_PROBLEM DETAILS_
Copy the material from the line containing "Objective: detect man" through the end, replacing "black cap" with "dark cap" and leaving everything else unchanged.

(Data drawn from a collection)
■ ■ ■ ■ ■ ■ ■

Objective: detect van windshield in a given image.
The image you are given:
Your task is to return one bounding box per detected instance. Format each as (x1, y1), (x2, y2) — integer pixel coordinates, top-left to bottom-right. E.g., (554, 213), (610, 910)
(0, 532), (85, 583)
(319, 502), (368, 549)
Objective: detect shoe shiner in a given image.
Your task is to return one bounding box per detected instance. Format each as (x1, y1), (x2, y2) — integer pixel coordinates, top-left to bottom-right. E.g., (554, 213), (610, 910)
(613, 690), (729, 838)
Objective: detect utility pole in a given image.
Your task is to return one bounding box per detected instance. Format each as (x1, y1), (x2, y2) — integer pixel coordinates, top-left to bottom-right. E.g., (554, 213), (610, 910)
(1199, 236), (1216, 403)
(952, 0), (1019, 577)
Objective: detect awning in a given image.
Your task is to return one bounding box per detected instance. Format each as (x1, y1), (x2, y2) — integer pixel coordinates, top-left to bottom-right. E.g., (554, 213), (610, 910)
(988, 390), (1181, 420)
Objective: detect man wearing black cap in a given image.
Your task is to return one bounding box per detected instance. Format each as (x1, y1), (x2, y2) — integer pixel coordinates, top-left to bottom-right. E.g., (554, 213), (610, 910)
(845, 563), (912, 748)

■ ■ ■ ■ ■ ■ ■

_ANSWER TO THIS TASK_
Objective: detect man wearing dark cap in a given image.
Your task is to return one bounding box per detected instance. Format each as (x1, y1), (x2, y2) — integer pixel coordinates, top-left to bottom-right. E.g., (554, 213), (610, 910)
(845, 563), (912, 748)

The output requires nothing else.